Supplied information
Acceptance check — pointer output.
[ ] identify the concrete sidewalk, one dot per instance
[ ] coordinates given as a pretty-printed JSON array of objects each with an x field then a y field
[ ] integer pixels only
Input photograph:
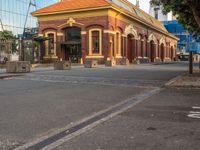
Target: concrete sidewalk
[{"x": 186, "y": 80}]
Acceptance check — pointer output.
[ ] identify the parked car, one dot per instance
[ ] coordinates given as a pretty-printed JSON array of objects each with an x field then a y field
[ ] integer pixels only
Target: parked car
[{"x": 183, "y": 57}]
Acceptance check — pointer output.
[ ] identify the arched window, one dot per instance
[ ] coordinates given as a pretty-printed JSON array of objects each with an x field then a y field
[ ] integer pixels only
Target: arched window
[
  {"x": 118, "y": 43},
  {"x": 95, "y": 42},
  {"x": 51, "y": 43}
]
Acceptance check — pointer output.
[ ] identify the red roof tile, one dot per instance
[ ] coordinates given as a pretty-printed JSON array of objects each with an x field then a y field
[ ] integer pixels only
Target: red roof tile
[{"x": 71, "y": 5}]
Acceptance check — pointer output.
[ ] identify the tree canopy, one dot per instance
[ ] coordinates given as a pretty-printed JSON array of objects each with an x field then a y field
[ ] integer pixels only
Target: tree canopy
[
  {"x": 6, "y": 35},
  {"x": 186, "y": 11}
]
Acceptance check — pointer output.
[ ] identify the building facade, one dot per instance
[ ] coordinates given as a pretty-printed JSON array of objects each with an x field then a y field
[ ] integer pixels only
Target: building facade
[
  {"x": 186, "y": 41},
  {"x": 13, "y": 14},
  {"x": 103, "y": 30}
]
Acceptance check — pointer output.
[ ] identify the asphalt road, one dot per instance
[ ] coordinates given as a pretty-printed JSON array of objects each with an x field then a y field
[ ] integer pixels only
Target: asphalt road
[
  {"x": 159, "y": 123},
  {"x": 45, "y": 101}
]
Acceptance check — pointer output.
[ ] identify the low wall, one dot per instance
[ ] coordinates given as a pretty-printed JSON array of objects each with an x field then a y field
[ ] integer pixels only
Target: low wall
[
  {"x": 62, "y": 65},
  {"x": 18, "y": 66}
]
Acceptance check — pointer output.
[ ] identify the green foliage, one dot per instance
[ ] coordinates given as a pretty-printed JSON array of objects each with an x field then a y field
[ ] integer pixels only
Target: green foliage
[
  {"x": 186, "y": 11},
  {"x": 6, "y": 35}
]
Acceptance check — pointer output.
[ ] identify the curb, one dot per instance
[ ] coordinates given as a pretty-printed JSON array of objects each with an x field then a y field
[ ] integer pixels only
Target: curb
[
  {"x": 173, "y": 80},
  {"x": 10, "y": 76}
]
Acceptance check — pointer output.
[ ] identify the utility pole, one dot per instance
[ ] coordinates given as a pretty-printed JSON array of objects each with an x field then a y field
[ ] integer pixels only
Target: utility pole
[
  {"x": 23, "y": 35},
  {"x": 191, "y": 63},
  {"x": 1, "y": 23},
  {"x": 137, "y": 3}
]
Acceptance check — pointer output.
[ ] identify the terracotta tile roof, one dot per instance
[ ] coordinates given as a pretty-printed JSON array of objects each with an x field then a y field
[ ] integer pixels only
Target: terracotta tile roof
[{"x": 71, "y": 5}]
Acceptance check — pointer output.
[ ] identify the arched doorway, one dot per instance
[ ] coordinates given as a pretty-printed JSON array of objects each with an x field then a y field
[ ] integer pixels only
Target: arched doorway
[
  {"x": 172, "y": 53},
  {"x": 130, "y": 48},
  {"x": 71, "y": 45},
  {"x": 152, "y": 50},
  {"x": 162, "y": 52}
]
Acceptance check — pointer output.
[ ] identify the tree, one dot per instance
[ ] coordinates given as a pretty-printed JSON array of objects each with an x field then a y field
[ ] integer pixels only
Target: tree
[
  {"x": 6, "y": 35},
  {"x": 187, "y": 12}
]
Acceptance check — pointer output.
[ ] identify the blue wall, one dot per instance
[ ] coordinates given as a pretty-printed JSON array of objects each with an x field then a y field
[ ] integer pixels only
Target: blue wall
[{"x": 186, "y": 41}]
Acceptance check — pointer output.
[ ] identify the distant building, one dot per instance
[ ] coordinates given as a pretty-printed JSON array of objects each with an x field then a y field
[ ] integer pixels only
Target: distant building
[
  {"x": 103, "y": 30},
  {"x": 13, "y": 14},
  {"x": 157, "y": 12},
  {"x": 186, "y": 41}
]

What you will do
Skip the pictures, please, and transcribe only the lines from the beginning of the material through the one that contains "[ ] identify the green".

Exercise output
Acceptance check — pointer output.
[ ] identify the concrete sidewalk, one dot per instance
[ ] coordinates given as a pretty-printed JSON array of objects each with an x field then a y field
[ ] integer pixels only
Input photograph:
Target: concrete sidewalk
[{"x": 186, "y": 80}]
Acceptance check — pointer output.
[ ] identify the parked car, one dot per instance
[ ] coordinates given as a pretty-printed JSON array of objects each with an x field then a y field
[ ] integer pixels only
Target: parked car
[{"x": 183, "y": 57}]
Acceptance check — pointer output.
[ ] identify the arched window, one dot per instance
[ ] coordinates given as a pretty-printed JSON array of objects each with an x field then a y field
[ ] integer pixels only
Target: arched window
[
  {"x": 118, "y": 43},
  {"x": 95, "y": 42},
  {"x": 51, "y": 43}
]
Acceptance check — pointer output.
[ ] identify the red roof tile, one dot per instance
[ ] coordinates given as a pretty-printed JSON array of objects each with an x field then a y field
[ ] integer pixels only
Target: red roof tile
[{"x": 71, "y": 5}]
Acceptance check — pointer output.
[ ] identify the tree canopy, one dot per instance
[ ] coordinates given as a pretty-printed JSON array of objects each with an x field then a y field
[ ] integer pixels only
Target: tree canopy
[
  {"x": 6, "y": 35},
  {"x": 186, "y": 11}
]
Acceptance check — pointer output.
[ ] identify the building facade, one dot per instance
[ ] coordinates given as a pretty-printed JSON array of objects each with an x field then a y field
[ ] integer pixels only
Target: building facade
[
  {"x": 186, "y": 41},
  {"x": 13, "y": 14},
  {"x": 103, "y": 30}
]
Acceptance check — pointer output.
[ ] identify the asphalt road, one dot per instance
[ ] coordinates given as a pretty-printed JSON array of objects each with an x field then a y field
[ ] integer pixels only
Target: asphalt road
[
  {"x": 159, "y": 123},
  {"x": 45, "y": 101}
]
Acceptance check — pointer output.
[ ] identify the low wall, one dot per instance
[ ] coordinates given as a pretty-printed JSON array of objects each with an x field then a y field
[ ] integer pixels only
Target: low wall
[
  {"x": 62, "y": 65},
  {"x": 18, "y": 66}
]
Acceptance check — pointer output.
[ ] identify the green foliage, one dot per instance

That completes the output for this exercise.